• **About this exercise**: Reproduce, exactly and in full, the lines from the one with "Guideline: for each instance of the white" through the one with "Target: smiling face" in the data below; drop pictures.

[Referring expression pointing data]
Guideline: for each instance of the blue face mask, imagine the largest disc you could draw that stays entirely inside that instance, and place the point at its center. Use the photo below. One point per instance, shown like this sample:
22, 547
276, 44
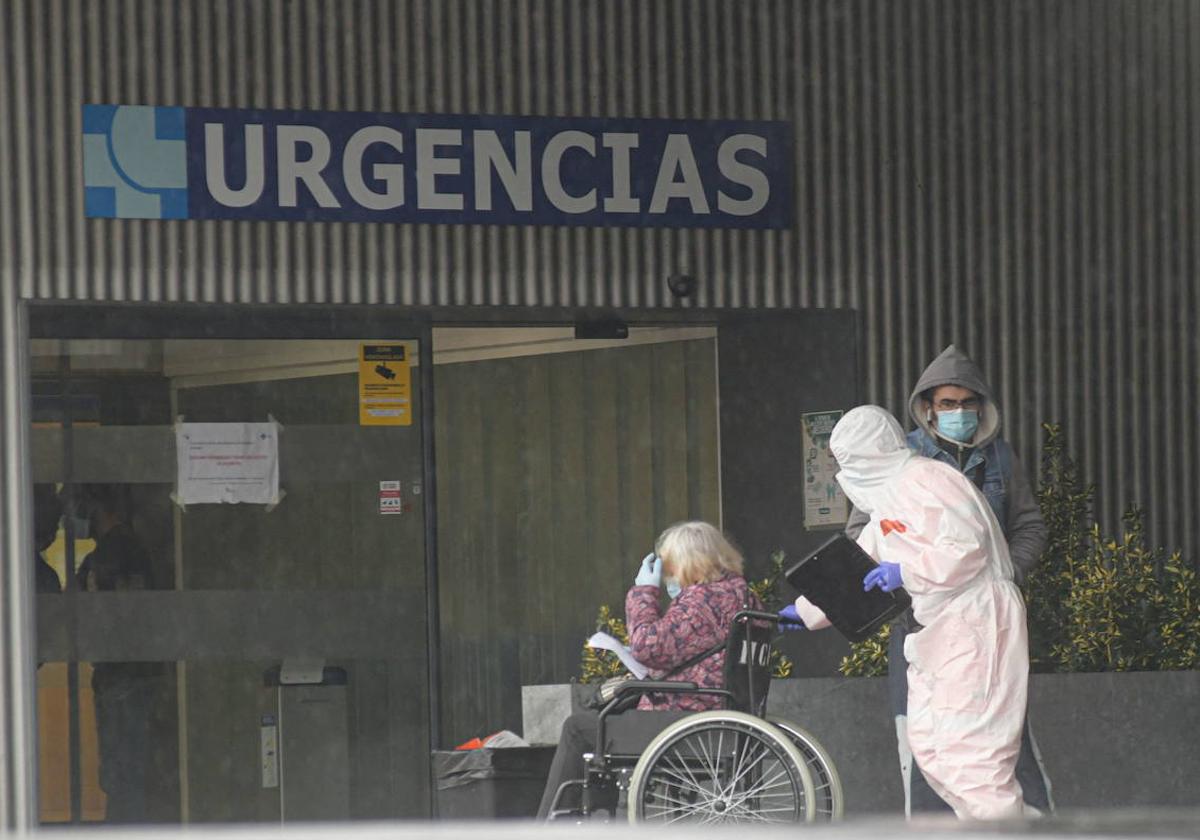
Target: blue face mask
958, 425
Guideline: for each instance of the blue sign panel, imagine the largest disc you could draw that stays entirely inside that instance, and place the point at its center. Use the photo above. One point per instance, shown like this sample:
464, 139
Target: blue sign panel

* * *

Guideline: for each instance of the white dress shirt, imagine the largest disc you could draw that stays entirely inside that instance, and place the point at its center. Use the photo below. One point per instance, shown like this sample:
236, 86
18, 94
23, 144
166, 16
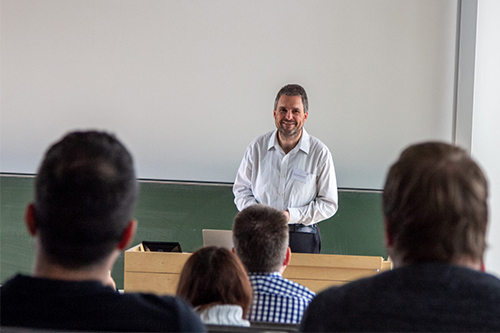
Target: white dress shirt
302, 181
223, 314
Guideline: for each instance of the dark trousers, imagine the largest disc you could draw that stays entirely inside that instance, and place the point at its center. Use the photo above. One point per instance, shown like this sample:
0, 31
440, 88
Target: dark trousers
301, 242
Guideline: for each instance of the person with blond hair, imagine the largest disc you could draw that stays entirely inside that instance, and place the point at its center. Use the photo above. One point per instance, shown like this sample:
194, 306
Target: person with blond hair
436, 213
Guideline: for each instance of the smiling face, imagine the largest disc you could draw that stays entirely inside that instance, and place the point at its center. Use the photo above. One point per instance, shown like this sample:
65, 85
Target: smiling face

• **Solution for this problem**:
Guideline: for each instance of the white dress shirt, imagine the largest disc you could draw that stays entirely inside that instance, and place the point at its center. Use the photo below. One point per instance, shown like this sample:
236, 86
18, 94
23, 144
166, 16
Target: white dress shirt
302, 181
223, 314
Guideline: for each instance of the dark trousers, imagine the largest disc you could draw that stays entirely inside that instance, and place the point at its center. Use the photo above. One point per instance, shown like this sample:
0, 31
440, 88
Target: dark trousers
301, 242
Guideline: for each instance of the person with blond hair, imagine the largest disc you could draw that stays entirely inside that instance, and place the point at its center. Use the photo above. One point per instance, shown like this sample:
194, 306
Target: person with blond hair
436, 213
Guideline: for each instance of the smiling face, imagine the largest disc you could draw that stays entirely inside that instance, and place the point at its center. Use the photo above. One point per instance, shown like this sample:
65, 85
Target: smiling face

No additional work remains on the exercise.